ASSIGNMENT: Collect all lines containing the word "green" from the data.

Segment Start: RECORDS SHOWN

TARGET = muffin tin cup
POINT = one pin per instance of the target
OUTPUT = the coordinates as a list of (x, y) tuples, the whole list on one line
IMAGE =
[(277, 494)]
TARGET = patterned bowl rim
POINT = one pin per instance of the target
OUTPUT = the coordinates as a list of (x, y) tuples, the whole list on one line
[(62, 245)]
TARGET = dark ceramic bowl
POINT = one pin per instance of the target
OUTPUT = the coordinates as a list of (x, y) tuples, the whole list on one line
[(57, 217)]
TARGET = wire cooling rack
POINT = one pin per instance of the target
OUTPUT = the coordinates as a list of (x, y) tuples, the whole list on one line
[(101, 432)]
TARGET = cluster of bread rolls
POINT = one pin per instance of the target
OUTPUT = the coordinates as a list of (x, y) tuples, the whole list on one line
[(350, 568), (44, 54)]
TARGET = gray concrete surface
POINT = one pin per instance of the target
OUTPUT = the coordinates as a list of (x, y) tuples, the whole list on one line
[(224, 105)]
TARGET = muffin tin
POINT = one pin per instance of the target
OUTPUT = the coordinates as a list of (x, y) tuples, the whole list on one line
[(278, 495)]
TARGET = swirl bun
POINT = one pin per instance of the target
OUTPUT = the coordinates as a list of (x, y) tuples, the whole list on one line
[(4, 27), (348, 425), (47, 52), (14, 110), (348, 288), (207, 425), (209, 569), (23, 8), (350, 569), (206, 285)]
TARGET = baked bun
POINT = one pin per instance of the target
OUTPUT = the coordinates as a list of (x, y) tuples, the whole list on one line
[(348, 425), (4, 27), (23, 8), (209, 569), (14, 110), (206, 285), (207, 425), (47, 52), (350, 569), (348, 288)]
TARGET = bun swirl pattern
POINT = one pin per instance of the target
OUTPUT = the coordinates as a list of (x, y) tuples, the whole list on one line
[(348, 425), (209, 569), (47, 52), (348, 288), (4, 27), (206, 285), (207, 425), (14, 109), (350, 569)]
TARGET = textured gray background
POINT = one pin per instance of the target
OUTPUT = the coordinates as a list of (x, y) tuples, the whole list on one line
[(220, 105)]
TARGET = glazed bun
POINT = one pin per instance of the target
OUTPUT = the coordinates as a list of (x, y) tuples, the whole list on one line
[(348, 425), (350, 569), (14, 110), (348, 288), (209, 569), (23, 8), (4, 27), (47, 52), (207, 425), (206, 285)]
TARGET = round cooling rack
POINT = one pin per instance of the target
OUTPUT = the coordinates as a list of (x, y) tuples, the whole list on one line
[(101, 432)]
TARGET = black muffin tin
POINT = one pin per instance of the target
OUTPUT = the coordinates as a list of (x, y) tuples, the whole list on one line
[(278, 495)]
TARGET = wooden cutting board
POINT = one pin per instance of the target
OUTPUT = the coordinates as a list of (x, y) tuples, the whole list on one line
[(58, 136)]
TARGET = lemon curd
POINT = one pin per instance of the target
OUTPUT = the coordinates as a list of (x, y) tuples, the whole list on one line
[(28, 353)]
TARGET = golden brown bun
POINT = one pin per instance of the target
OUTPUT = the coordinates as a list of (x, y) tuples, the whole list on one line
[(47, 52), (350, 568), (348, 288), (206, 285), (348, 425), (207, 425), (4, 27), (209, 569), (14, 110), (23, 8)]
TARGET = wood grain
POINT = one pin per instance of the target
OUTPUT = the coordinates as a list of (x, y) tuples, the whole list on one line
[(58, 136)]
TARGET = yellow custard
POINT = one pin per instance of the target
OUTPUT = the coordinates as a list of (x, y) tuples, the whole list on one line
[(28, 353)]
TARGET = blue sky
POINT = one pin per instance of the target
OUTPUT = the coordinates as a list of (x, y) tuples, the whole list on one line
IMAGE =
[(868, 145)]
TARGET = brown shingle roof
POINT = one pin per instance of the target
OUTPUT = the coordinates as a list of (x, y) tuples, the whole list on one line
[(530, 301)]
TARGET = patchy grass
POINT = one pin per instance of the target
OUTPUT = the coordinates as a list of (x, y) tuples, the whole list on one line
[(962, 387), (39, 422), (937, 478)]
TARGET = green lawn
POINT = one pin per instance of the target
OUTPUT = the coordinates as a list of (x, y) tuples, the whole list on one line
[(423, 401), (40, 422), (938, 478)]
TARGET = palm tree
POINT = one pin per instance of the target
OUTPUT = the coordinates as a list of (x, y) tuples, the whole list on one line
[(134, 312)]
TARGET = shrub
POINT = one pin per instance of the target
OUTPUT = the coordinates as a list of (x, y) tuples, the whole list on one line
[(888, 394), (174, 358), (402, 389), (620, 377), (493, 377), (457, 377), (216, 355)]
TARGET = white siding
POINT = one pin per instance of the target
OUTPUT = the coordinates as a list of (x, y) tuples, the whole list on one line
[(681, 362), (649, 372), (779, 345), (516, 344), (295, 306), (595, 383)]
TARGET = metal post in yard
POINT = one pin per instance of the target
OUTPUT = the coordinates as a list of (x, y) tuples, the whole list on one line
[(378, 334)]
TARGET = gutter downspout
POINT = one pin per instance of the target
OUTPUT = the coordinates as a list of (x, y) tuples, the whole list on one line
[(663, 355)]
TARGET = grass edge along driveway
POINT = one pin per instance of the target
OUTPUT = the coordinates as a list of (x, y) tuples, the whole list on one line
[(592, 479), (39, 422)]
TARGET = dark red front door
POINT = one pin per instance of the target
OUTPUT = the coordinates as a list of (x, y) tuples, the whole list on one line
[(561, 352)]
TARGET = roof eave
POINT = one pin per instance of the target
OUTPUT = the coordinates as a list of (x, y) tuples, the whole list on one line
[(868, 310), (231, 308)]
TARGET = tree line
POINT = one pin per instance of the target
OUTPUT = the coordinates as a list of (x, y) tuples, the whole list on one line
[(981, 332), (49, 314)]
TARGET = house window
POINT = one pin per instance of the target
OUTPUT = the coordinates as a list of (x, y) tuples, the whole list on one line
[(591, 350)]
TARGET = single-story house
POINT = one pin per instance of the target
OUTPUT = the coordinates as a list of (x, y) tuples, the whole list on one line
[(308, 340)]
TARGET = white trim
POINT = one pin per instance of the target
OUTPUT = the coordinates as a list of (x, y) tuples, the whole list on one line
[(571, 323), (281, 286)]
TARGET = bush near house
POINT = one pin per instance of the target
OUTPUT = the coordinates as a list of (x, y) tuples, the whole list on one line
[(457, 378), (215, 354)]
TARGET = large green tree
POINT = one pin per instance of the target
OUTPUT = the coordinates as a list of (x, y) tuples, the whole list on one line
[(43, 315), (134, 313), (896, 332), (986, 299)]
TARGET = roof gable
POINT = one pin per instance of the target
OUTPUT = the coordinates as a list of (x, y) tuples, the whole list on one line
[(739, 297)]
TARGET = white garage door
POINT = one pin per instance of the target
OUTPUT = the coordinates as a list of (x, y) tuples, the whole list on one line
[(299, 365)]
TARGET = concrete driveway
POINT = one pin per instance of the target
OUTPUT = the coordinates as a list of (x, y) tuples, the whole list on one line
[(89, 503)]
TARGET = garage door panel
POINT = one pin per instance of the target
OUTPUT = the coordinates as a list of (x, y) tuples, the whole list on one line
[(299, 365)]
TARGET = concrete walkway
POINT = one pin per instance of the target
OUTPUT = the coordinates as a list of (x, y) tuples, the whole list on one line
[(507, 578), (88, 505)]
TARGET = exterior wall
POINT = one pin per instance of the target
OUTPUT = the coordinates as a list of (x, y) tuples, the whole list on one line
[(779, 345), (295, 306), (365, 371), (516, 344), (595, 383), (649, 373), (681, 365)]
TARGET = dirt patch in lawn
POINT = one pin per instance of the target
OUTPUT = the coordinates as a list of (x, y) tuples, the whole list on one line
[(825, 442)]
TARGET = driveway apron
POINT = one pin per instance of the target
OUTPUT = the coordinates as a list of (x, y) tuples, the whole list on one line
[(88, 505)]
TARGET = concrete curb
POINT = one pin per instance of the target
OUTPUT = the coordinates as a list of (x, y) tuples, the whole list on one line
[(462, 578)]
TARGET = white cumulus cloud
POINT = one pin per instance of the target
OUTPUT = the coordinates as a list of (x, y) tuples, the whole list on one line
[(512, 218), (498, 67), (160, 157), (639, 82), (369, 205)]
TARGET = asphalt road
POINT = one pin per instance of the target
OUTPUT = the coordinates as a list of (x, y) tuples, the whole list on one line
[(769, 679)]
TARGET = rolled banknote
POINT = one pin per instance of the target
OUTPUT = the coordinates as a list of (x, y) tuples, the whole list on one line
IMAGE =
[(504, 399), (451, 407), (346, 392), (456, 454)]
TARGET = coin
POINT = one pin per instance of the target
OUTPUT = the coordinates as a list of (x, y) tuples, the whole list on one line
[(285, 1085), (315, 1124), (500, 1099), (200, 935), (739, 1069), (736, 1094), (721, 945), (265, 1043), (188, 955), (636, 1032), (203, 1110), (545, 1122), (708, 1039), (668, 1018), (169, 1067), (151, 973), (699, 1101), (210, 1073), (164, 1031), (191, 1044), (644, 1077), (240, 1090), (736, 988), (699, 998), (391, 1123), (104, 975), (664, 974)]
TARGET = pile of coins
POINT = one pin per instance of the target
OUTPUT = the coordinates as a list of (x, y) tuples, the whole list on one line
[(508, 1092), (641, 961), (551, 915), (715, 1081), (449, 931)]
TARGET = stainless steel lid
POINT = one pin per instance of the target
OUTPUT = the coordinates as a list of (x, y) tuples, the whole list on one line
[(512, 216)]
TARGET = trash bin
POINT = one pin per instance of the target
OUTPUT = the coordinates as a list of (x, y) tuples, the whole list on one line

Segment End: RECORDS SHOWN

RESPONSE TO THE TASK:
TARGET = green lawn
TARGET = large green tree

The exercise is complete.